■ Extract to read
Vibe Coding A String Formatting Library 1
Recently I've been interested in contributing some crates to Alire, the Ada equivalent of Rust's Cargo, because I want to have some fun and build some useful libraries for people. The first thing my mind turned towards was a library for formatted strings.
Formatted strings for different types are difficult to do in Ada because of the type system. You can't just put anything in any argument and rely on reflection like more dynamic languages. Even if you could, that's not very efficient.
In fact, the standard way to format strings as shown in most Ada learning materials appears to be painstakingly constructing them with append operations and the Image aspect like so.
Put_Line ("This is my integer " & Ingeger'Image (My_Int))
Surely there had to be a better way.
First Attempt
My first attempt was minimal and arguably not a large improvement over the manual way. There were struggles in learning how to set up an Alire project in the first place and struggles with the Ada language since I haven't written anything this heavy-duty with it yet. My initial API only provided a few functions.
Fortunately, this was enough to be included in the Alire index under the name format_strings as a version 0.1. I knew there would be a lot more work to do if this library would ever be ready for use in real projects.
Enter Vibe Coding
Recently I've been playing with AI agents for coding. The code behind this website was largely drafted by Codex, but Codex is very limited by its own isolated cloud environment. It's good for things which are standard and well understood, but very few things I want to make are standard and well understood. Codex's environment, for example, has a limited set of approved packages and you can't install the GNAT compiler on it.
Anthropic decided to take the concept a different route. They released Claude Code, a terminal application with some basic file editing tools and access to the shell. This is a much more flexible approach because it can learn to use anything you have installed on your computer and can directly access your files and projects. The catch is you have to watch it more closely and make sure to have backups and version control. It could always go haywire and trash your work.
Google more recently decided to take the same approach as Anthropic and release Gemini CLI. Much of the same pros and cons apply, with early reviews pointing out Gemini is not as polished in this space as Claude. However, I work at Google and will probably be using Gemini CLI a lot in the coming months.
In all honesty, I'm disappointed in both Anthropic and Google here for how slapdash these applications seem considering the basic concept of wiring an LLM to your local shell and letting it run commands is an idea people have been playing with for two years now. These applications are both written in node.js and look like something I'd expect one person to produce in a month or two of working at the problem.
The Challenge
I wanted to see if I could take my format_strings library from v0.1 straight to v1.0 without the many nights and weekends it would have taken me to do it manually during which I probably would have gotten bored and abandoned the project.
For this task I selected Claude Code with their most powerful Opus model. I knew this would be a project requiring substantial design and implementation work. Also I had some Anthropic credits that would have expired soon.
Preparation
To help Claude stay on task, I told it to start by writing a design document for a string formatting library that could serve as an exemplary Alire package and balance Ada's compile-time safety with ease-of-use. Claude drafted DESIGN.org because I told it I liked org mode.
It was an ambitious design, and I didn't count on Claude to know where to start, so I asked also to write a detailed road map of incremental implementation milestones with the stipulation that all new features should be accompanied by tests and every commit should compile and pass the tests. Claude drafted ROADMAP.org.

■ Raw data
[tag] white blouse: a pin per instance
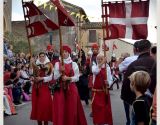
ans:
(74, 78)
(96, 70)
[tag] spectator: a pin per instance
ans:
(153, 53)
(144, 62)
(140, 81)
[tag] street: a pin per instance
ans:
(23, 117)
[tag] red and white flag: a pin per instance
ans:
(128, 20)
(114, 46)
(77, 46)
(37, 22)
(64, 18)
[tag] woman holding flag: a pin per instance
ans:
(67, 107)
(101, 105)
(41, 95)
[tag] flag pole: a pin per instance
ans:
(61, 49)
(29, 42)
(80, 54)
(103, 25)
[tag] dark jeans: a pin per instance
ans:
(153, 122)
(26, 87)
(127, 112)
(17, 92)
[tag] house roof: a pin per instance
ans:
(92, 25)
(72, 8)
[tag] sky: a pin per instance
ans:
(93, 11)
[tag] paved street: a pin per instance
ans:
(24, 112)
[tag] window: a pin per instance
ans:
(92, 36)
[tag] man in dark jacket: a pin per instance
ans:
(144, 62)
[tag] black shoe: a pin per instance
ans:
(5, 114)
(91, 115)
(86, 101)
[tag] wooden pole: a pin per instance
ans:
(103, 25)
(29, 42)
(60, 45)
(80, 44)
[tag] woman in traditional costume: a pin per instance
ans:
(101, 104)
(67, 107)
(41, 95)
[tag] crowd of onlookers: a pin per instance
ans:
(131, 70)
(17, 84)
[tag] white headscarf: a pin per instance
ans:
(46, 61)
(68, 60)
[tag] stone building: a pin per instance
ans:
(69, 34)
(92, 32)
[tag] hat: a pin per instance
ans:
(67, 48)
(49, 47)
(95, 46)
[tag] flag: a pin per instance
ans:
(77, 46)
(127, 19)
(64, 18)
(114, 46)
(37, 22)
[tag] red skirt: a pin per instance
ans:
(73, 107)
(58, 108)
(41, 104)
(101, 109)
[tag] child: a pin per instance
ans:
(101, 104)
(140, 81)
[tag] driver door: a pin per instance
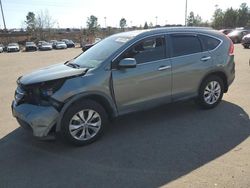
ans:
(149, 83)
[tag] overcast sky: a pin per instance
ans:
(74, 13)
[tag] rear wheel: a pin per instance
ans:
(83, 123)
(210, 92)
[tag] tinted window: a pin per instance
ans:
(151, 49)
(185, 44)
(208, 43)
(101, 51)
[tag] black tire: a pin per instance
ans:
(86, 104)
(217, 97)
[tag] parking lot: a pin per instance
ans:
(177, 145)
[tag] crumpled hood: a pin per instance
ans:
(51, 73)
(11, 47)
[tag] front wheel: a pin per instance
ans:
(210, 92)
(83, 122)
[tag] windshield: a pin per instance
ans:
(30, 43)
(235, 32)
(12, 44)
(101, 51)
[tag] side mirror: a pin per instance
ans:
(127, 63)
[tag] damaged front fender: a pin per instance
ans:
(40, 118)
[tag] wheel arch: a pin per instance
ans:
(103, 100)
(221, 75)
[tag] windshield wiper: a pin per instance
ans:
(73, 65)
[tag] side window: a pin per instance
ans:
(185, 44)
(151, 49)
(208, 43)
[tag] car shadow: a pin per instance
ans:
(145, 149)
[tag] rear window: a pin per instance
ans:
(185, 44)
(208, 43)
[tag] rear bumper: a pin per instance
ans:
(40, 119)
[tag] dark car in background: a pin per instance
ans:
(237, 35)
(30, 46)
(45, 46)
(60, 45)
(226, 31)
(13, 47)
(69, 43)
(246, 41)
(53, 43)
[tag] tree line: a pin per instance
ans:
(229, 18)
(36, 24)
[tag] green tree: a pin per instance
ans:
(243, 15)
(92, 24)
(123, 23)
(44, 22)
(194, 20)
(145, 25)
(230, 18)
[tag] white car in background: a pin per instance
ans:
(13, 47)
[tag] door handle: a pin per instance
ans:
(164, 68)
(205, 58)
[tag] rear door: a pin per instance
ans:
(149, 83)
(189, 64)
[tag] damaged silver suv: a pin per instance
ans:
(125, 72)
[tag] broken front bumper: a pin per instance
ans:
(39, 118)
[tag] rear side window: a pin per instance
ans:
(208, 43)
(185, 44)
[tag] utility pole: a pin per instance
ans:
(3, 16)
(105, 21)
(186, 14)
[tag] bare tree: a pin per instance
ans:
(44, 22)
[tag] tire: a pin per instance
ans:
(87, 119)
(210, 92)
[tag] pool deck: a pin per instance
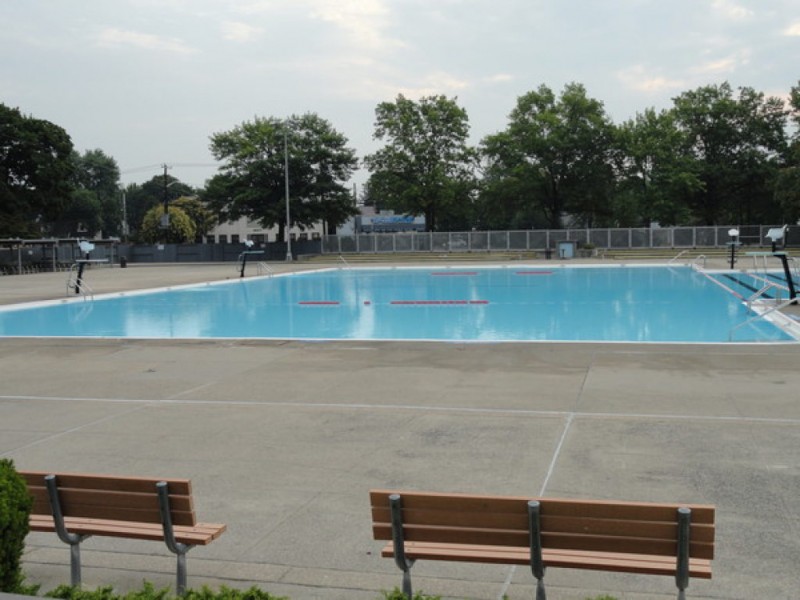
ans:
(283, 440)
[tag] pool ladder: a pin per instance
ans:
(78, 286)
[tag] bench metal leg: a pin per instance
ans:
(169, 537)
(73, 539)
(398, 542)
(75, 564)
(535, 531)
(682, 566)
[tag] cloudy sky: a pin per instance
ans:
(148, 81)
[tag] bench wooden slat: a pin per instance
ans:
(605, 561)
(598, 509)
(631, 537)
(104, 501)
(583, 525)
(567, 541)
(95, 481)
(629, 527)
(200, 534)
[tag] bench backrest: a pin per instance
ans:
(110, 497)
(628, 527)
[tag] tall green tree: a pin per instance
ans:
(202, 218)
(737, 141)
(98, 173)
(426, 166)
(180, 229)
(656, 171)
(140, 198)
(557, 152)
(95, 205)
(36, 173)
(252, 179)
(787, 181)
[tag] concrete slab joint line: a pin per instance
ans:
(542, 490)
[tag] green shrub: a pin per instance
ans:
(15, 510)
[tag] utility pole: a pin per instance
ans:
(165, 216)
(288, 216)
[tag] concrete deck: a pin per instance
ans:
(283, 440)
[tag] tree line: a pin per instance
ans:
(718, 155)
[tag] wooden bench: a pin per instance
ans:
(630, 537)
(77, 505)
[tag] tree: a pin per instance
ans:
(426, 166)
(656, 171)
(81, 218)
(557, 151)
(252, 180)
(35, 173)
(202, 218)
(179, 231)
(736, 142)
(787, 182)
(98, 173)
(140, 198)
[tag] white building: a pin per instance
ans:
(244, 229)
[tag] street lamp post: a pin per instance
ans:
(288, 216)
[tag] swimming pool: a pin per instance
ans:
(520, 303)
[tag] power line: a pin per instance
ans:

--

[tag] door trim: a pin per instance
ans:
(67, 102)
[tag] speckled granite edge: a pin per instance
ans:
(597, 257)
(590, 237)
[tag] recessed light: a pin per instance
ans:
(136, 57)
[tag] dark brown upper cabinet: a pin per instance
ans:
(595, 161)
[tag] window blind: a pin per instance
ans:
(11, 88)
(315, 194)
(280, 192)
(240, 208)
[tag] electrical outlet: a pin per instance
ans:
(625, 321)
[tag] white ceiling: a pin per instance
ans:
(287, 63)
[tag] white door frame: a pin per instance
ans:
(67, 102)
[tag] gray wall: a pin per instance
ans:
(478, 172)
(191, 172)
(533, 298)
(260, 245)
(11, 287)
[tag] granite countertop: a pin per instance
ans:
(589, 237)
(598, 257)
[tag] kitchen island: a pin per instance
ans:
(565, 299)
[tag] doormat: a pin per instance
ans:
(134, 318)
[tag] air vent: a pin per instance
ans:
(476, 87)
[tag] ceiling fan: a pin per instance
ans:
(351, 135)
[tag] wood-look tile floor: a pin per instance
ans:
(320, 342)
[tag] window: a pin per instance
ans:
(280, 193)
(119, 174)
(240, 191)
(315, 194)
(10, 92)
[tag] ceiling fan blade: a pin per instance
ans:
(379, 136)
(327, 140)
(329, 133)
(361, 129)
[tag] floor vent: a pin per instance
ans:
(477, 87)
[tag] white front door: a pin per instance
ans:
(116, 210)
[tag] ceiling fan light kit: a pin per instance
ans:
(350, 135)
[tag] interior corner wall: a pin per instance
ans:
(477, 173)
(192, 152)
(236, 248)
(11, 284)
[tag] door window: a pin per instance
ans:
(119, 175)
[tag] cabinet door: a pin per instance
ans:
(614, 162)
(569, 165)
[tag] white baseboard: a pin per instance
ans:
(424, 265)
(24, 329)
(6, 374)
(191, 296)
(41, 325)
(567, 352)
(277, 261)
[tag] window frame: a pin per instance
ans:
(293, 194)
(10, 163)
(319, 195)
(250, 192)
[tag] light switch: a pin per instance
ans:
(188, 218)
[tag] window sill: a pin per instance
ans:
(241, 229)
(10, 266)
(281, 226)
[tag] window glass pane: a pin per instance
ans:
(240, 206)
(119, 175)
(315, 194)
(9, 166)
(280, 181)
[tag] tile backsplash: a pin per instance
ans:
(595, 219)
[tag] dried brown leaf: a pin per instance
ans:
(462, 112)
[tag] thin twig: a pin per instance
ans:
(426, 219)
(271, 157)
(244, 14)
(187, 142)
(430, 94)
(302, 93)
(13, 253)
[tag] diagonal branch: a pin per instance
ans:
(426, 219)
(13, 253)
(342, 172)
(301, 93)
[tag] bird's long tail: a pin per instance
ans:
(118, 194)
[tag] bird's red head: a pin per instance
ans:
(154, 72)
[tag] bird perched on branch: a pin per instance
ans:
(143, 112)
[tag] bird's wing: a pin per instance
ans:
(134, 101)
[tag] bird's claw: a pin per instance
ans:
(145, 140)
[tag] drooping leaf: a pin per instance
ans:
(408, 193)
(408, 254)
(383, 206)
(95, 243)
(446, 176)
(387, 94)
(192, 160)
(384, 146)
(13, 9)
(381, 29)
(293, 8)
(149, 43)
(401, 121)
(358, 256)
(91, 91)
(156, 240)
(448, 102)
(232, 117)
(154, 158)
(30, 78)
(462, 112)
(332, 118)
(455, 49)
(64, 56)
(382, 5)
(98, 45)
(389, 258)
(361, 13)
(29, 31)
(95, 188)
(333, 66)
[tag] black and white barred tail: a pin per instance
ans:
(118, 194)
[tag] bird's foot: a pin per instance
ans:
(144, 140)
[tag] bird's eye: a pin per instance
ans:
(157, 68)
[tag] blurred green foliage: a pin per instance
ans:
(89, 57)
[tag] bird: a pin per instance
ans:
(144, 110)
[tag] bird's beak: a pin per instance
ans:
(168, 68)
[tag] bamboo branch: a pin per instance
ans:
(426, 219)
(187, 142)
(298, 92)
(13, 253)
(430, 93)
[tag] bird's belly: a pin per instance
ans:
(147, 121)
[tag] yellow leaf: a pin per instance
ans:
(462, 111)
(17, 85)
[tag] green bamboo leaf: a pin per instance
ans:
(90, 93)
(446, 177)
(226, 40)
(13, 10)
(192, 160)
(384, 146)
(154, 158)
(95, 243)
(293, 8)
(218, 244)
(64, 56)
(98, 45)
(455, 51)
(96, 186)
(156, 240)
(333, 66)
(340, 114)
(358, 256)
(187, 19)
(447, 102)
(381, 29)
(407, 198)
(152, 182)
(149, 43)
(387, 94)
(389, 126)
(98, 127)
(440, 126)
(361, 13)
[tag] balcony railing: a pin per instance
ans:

■ Task list
1. Summarize the post on vibe coding a string formatting library in two sentences.
2. Repeat word for word the passage of the post on vibe coding a string formatting library starting at "The Challenge" and ending at "abandoned the project.".

■ Solutions by task
1. Finding the usual Ada approach of building formatted strings with append operations and the Image aspect painstaking, the author published a minimal library named format_strings as version 0.1 in the Alire index. To reach version 1.0 without many nights and weekends of manual work, the author chose Claude Code with its Opus model and had it draft a design document and a road map of incremental milestones in which every new feature comes with tests and every commit compiles and passes them.

2.
The Challenge
I wanted to see if I could take my format_strings library from v0.1 straight to v1.0 without the many nights and weekends it would have taken me to do it manually during which I probably would have gotten bored and abandoned the project.